Data in this exercise →
········

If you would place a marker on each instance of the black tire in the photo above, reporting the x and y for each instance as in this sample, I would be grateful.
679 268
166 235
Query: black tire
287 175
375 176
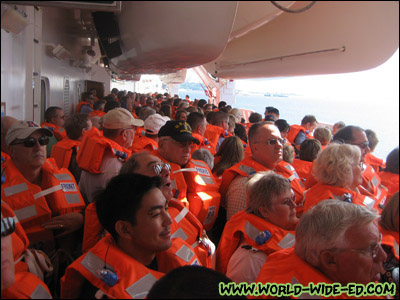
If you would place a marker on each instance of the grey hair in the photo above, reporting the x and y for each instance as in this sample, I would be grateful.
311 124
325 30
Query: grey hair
324 227
334 165
262 189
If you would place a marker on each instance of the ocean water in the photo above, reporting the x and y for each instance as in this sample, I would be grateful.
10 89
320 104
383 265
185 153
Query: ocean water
383 119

········

Written instruction → Return each line of the data, keeping its wording exact and omitting pictures.

Response to this task →
If you would place a marker on each instance of the black tire in the photo above, reporting the x and y for each instance as in this sample, I would be grateful.
679 268
166 235
Query: black tire
287 175
375 176
If you would place a marker on each instance of the grey hair in the photo above, reporting the x and y for each instance as in this sample, I would be grateful.
311 124
325 30
Query: grey hair
324 227
334 165
262 189
If you would place a marker on each instance of the ocean water in the photo above, reporting the x and y for each instance as in this sample, I would be grateful.
10 89
320 104
383 265
185 153
Query: ocean water
383 119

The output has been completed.